### Extracted text
%%

Monday, February 2, 2015

Thoughts about life, crap, training, and stuff - What it really means to find yourself


Everyone has a story behind their origins in finding their love of lifting, fitness, etc that explains why the iron was life changing for them.

I do.  But I've written about that before, so I won't now.  Instead, I have something I want to write to the young dudes that have reached out to me the last couple of weeks that were dealing with situations in their life they felt helpless about.

I want to share something with all the young dudes that read my stuff, and convey something to them that I feel is important.

I can and have always been able to identify with the young kid that wants more than anything, to be big and strong.  I understand the need for that in his life.  It represents acceptance and affirmation that he is worth something.  To himself, to his parents, to his friends, to his girl, whatever.  At least, that's what it represented to me.

That I was worth something.  Because after years of loss and disappointment, life sometimes felt so totally out of control that I ended up with terrible anxiety from it.  But lifting, and getting bigger and stronger was something I had a certain amount of control over.  And it was something that gave me a positive investment on my return.  The more of myself that I poured into it, the more it gave back to me.

Looking down from the 40 year old mountain I sit atop now, it doesn't look meaningless to me even from up on high.  And by that I mean, with a greater degree of life experience and understanding of what is really important at this stage in my life.  And what was important to me then, is still important to me now.  And is still important to virtually everyone who sets foot on this Earth.

And it's really simple.

It's the need to just fucking feel good about who you are.

Why do you think that people talk and write about self esteem, self worth, and loving yourself so much?  Because having those intangible feelings about who we are, outweigh so many other fleeting things in life that only give temporary happiness.

%%

### Entries provided
%%

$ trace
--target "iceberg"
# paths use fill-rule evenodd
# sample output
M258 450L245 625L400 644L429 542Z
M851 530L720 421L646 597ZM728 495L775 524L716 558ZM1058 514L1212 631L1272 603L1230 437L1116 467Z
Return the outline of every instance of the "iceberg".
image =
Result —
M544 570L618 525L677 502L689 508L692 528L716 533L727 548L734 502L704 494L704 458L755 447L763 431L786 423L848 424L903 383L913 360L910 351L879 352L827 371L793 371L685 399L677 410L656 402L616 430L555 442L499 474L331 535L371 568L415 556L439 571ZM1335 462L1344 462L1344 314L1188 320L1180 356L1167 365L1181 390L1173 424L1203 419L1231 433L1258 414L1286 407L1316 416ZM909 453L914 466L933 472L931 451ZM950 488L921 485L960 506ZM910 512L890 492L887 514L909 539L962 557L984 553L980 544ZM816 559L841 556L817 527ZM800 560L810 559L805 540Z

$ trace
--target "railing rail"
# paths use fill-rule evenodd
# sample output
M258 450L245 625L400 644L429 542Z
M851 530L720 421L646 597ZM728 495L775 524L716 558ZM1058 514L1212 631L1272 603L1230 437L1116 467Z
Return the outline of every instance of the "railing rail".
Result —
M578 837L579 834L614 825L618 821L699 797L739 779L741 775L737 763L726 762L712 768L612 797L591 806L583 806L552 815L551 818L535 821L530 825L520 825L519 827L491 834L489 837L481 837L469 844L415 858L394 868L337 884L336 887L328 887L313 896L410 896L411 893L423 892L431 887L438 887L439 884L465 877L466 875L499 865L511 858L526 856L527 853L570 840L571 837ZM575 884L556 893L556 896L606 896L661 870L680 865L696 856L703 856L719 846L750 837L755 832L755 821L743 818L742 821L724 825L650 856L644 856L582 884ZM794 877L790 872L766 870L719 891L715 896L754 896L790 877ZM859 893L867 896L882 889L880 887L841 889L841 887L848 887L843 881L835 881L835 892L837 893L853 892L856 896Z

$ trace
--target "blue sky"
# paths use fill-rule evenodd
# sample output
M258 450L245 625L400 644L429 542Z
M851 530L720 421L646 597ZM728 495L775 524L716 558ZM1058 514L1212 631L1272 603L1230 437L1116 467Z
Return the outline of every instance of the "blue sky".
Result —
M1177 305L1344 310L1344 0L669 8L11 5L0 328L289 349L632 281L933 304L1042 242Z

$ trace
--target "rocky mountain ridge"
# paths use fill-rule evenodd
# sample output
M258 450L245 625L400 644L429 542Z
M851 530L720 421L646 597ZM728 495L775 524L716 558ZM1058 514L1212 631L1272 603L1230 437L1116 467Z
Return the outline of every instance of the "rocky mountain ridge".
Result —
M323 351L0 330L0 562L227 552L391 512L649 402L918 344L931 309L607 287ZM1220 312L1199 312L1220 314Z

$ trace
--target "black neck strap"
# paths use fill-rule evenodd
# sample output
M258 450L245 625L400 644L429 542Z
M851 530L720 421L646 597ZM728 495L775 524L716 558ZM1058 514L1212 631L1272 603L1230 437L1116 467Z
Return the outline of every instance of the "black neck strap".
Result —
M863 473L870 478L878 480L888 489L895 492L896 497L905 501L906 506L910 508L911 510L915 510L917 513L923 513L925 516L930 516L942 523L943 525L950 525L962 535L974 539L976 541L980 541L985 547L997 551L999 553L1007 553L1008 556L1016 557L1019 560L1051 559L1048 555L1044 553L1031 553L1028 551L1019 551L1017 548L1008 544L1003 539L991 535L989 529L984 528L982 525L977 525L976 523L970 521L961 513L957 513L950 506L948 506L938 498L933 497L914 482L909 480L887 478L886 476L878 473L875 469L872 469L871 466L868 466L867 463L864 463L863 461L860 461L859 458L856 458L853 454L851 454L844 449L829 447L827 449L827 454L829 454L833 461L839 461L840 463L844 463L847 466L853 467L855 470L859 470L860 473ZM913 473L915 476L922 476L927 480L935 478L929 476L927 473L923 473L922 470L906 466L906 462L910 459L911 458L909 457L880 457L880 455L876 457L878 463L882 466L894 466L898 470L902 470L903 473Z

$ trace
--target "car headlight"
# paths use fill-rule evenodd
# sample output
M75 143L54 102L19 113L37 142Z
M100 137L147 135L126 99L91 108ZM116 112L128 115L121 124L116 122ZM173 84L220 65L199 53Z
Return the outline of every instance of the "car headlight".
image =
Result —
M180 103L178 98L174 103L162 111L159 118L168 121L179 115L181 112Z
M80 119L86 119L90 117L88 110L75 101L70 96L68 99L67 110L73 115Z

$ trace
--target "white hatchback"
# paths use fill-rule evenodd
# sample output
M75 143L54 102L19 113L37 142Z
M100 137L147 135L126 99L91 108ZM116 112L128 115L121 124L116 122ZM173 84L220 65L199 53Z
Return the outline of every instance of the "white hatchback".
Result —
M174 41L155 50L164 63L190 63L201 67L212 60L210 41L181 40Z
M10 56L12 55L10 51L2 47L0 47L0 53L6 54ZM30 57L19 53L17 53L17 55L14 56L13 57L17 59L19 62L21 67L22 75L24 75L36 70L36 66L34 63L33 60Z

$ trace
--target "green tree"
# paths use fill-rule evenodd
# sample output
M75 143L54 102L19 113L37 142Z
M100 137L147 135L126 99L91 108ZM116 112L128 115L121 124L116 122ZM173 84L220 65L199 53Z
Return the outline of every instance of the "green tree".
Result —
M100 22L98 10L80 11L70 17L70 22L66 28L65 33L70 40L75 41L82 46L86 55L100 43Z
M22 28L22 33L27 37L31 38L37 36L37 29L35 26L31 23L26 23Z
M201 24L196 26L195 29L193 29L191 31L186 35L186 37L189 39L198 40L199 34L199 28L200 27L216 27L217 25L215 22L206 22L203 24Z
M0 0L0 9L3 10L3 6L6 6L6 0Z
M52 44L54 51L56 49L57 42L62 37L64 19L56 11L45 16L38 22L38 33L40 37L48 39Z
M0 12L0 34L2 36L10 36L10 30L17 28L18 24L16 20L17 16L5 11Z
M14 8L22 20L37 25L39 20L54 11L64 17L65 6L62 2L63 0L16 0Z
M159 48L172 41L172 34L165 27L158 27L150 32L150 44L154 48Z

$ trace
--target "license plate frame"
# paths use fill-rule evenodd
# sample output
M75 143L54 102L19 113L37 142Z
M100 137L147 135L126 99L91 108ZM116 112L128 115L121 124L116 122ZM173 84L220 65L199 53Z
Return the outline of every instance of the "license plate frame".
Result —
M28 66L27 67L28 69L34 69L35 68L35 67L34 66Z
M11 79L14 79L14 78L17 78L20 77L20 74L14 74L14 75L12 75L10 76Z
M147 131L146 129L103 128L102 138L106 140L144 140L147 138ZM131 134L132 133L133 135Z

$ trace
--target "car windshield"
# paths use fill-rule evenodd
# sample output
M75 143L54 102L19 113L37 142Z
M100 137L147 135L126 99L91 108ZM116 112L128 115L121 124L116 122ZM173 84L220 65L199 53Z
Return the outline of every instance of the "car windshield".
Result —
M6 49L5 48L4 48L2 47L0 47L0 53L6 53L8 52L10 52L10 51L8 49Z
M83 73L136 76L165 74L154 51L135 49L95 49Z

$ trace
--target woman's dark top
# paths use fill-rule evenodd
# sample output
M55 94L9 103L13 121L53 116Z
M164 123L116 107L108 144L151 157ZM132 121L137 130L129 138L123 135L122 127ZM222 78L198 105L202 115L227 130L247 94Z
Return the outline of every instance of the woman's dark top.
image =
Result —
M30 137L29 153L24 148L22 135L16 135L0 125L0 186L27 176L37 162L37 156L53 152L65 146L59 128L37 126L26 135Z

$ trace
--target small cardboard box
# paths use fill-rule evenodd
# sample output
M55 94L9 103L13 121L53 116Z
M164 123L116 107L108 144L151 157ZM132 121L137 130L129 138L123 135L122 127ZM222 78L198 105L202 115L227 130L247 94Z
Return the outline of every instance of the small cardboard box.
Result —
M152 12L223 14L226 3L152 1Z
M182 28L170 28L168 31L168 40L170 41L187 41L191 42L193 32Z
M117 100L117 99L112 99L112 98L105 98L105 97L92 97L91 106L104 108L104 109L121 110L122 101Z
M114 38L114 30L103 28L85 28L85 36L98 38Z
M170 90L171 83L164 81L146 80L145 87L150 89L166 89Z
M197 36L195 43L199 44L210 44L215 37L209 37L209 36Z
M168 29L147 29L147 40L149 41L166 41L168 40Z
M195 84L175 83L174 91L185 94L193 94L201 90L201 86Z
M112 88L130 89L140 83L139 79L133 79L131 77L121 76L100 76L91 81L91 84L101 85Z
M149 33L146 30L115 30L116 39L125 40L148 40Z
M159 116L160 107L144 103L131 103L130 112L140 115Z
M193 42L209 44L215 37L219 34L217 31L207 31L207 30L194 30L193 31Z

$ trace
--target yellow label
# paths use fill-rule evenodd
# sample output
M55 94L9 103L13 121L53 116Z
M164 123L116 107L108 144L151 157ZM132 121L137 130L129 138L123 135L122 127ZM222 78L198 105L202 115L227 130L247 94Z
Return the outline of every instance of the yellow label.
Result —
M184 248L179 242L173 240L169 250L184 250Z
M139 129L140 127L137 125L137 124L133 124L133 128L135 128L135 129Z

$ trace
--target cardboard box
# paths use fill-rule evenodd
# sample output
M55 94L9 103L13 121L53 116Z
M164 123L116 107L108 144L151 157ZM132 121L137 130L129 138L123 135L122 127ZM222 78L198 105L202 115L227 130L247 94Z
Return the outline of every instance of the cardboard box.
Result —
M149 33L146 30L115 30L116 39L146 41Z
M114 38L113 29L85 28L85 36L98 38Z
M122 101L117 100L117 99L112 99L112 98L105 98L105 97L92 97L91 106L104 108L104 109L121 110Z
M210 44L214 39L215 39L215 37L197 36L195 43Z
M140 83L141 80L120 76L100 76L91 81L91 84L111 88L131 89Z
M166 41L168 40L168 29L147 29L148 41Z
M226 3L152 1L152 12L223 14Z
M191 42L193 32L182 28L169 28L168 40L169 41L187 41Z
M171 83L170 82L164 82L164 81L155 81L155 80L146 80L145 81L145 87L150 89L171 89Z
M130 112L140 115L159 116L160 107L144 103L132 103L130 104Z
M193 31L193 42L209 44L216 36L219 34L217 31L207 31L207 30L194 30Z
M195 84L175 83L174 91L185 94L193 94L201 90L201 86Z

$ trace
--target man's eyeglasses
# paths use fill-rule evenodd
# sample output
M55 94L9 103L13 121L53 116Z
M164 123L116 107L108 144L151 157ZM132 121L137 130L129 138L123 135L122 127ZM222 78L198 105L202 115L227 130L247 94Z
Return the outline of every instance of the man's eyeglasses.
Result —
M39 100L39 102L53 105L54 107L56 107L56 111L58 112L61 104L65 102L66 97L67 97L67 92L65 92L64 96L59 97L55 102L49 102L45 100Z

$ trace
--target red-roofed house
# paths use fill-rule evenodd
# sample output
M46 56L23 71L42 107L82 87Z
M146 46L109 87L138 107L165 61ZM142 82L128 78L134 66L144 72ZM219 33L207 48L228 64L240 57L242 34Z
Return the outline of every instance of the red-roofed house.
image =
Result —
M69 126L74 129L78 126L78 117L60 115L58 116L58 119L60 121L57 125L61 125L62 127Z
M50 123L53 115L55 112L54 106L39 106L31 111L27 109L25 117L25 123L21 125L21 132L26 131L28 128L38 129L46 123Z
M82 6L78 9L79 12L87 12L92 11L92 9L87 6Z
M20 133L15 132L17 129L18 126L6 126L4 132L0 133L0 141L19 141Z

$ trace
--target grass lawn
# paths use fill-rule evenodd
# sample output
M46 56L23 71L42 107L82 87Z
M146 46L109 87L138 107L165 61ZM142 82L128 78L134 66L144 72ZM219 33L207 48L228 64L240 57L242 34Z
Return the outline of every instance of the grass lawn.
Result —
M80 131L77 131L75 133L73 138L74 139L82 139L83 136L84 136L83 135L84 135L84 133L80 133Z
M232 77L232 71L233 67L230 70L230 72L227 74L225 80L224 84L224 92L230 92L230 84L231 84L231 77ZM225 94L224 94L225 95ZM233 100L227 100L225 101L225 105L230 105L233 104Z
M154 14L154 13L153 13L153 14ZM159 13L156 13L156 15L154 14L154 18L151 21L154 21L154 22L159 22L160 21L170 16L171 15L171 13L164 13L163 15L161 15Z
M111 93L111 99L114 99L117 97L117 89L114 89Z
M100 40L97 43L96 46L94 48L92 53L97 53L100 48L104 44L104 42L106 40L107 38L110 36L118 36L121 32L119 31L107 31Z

%%

### Parts of the exercise
a. Answer these questions about the blog post on lifting, one answer per line, marked the same way:
(i) What date is shown at the top of the post?
(ii) How old does the writer say the mountain they sit atop now is?
(iii) What did the writer end up with when life felt totally out of control?
b. Count the lines of the records that contain the string "neck", treating uppercase and lowercase as different, and reply with the number alone.

### Answers to the exercises
a.
(i) Monday, February 2, 2015
(ii) 40 years old
(iii) Terrible anxiety

b. 2